Only two after out of five showed up in the lower half of the top 10 genres by profit.

**No. The top 5 genres with more movie counts are not making most of the profit in the industry. Action, Thriller and Comedy are profitable but not the most profitable**

#### 3. Are these genres the most popular?

In [None]:
# Calculate the mean popularity for the genres and select the top 10 genres
top_10_genres_by_popularity = tmdb_data.groupby('genre').popularity.mean().nlargest(10)

# Now display two bar charts:
# 1. Showing the top 5 genres in the movie industry
# 2. Showing the top 5 genres in the movie industry by popularity
fig, (ax3, ax4) = plt.subplots(1, 2, figsize=(16, 6), width_ratios=[1.5, 2.5])

fig.suptitle('Top Genres in the Movie Industry')

# First chart
ax3.bar(top_5_genres.index, top_5_genres.values, color='green')
ax3.set_title('Top 5 Genres in the movie industry')
ax3.tick_params(labelrotation=90)
ax3.set_ylabel('Count')

# Second chart
ax4.bar(top_10_genres_by_popularity.index, top_10_genres_by_popularity.values, color='red')
ax4.set_title('Top 10 Genres in the movie industry by Popularity')
ax4.tick_params(labelrotation=90)
ax4.set_ylabel('Popularity')

plt.show()

Action and Thriller are popular as they show up in the top 10 popular genres. But are not the most popular

**No. The five genres leading by movie counts are not the most popular in the movie industry**

#### 4. Which attribute(s) go with popularity of a movie?

In [None]:
# Let's see the correlation matrix between the attributes
tmdb_data.corr()

In [None]:
# Visualize the matrix with a heatmap for better interpretation
sns.heatmap(tmdb_data.corr(), cmap='YlGnBu', linewidths=0.30, annot=True);

Popularity attribute correlates positively with the number of votes for that particular movie. The more the number of votes for a movie the popular it gets.

Popularity attribute also correlates positively with the budget, revenue and profit. Meaning investing more on a movie will make it popular as streamers will enjoy the quality of the movie

Attributes like average vote, release year and runtime doesn't really have any effect on the popularity of a movie

#### 5. Which 5 directors would you recommend to your friend? And why?

Let's see the relationship between profit and popularity

In [None]:
# Plot a scatter plot showing the relationship between the popularity and profit a movie
plt.scatter(tmdb_data.popularity, tmdb_data.profit, color='green')
plt.title('Popularity against Profit')
plt.xlabel('Popularity')
plt.ylabel('Profit');

I can see from my previous analysis that popularity and profit goes hand in hand. My friend will want a director that'll grant him both popularity and profit. So I'll be diving into those two categories specifically.

◆ **Required task 1**
Sum up the movie analysis in three sentences.
◆ **Required task 2**
Pick up the movie analysis right after its final sentence and carry it on.

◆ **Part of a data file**
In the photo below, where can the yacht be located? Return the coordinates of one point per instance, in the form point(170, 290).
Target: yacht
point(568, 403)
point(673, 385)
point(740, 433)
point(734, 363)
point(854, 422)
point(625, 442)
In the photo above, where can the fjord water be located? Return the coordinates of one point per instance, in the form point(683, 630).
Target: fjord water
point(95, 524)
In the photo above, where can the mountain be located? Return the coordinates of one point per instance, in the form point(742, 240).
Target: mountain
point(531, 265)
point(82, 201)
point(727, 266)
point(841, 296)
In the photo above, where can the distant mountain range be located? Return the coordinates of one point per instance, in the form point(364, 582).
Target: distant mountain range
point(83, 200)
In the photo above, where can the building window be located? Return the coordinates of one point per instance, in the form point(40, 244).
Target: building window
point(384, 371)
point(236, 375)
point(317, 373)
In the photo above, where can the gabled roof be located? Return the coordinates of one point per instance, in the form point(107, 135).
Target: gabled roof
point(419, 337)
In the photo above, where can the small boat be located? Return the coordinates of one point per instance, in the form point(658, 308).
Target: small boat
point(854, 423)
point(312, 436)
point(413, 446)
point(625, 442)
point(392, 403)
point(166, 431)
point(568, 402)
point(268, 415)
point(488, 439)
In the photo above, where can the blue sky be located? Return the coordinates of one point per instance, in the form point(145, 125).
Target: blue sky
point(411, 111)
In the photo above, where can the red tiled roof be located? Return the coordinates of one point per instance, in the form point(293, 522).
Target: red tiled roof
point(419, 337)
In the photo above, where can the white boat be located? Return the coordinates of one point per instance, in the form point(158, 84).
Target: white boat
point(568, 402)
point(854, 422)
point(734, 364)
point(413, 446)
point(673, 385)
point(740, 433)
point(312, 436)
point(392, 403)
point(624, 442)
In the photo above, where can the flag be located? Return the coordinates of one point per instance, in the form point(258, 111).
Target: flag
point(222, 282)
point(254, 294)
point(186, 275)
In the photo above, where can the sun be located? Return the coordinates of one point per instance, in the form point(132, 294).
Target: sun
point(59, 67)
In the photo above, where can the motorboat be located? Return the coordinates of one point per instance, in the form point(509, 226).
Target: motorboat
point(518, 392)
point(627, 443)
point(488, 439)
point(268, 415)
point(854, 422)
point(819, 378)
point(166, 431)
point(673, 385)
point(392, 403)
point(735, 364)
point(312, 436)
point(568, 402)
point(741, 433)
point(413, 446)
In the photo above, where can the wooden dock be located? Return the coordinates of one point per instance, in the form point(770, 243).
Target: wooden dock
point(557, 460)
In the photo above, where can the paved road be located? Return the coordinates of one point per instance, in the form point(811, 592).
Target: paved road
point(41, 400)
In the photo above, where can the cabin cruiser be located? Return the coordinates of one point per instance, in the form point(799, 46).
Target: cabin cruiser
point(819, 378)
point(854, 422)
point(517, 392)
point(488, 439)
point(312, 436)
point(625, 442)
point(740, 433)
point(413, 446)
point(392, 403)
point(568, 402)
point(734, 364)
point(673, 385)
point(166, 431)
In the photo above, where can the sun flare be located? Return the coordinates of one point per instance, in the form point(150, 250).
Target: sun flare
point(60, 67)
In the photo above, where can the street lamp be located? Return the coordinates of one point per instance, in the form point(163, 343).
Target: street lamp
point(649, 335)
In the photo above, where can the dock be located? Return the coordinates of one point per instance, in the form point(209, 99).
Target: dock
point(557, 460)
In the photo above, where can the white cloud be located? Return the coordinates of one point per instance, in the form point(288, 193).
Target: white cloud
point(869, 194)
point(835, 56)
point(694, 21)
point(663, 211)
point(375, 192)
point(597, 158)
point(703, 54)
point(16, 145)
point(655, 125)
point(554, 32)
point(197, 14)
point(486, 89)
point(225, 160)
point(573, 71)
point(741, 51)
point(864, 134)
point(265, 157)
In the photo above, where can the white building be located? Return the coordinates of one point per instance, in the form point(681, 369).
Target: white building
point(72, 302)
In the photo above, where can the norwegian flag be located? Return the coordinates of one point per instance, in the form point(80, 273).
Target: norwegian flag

◆ **Final answer 1**
The five genres with the most movies are neither the most profitable nor the most popular, though Action, Thriller and Comedy are profitable and Action and Thriller make the top 10 by popularity. A movie's popularity goes up with its number of votes and with its budget, revenue and profit, while average vote, release year and runtime have little effect. Since popularity and profit go hand in hand, the directors to recommend will be chosen on both of those measures.

◆ **Final answer 2**
In [None]:
# Get the top ranking movies data by popularity
top_movies_data_by_popularity = tmdb_data[tmdb_data.popularity > tmdb_data.popularity.mean()]

# Get the top ranking movies data by profit
top_movies_data_by_profit = tmdb_data[tmdb_data.profit > tmdb_data.profit.mean()]

# Display two plots of directors with more movie counts int the two categories
fig, (ax5, ax6) = plt.subplots(1, 2, figsize=(20, 5))

fig.suptitle('Top Ranking Movies')

profit_data = top_movies_data_by_profit.groupby('director').director.count().nlargest(10)
ax5.set_title('Directors with higher movie count when considering Profit')
ax5.bar(profit_data.index, profit_data.values)
ax5.tick_params(rotation=90)
ax5.set_ylabel('Movie Count')

popularity_data = top_movies_data_by_popularity.groupby('director').director.count().nlargest(10)
ax6.set_title('Directors with higher movie count when considering Popularity')
ax6.bar(popularity_data.index, popularity_data.values)
ax6.tick_params(rotation=90)
ax6.set_ylabel('Movie Count')

plt.show()

- The first 4 directors with higher movie count when considering profit are the ones with more more popularity.
- Clint Eastwood being the fifth when considering profit is also part of the top 10 when considering popularity.

Prioritizing Profit over popularity, I'll recommend the first five directors with more movie counts when considering profit to my friend.

**I'll recommend *Steven Spielberg, Robert Zenneckis, Tim Burton, Ridley Scott and Clint Eastwood* to my friend because the movies directed by these directors have more profit than any other and their movies are very popular.**

<a id='conclusions'></a>
## Conclusions

- The top 5 genres in the movie industry are *Drama, Comedy, Thriller, Action, Romance*.
- These genres are neither the most popular nor the most profitable genre in the movie industry.
- Adventure is the most popular and the most profitable genre in the movie industry.
- Profit of a particular movie increases as it gets popular.
- The runtime, release year and average vote have nothing to do with how popular a movie gets.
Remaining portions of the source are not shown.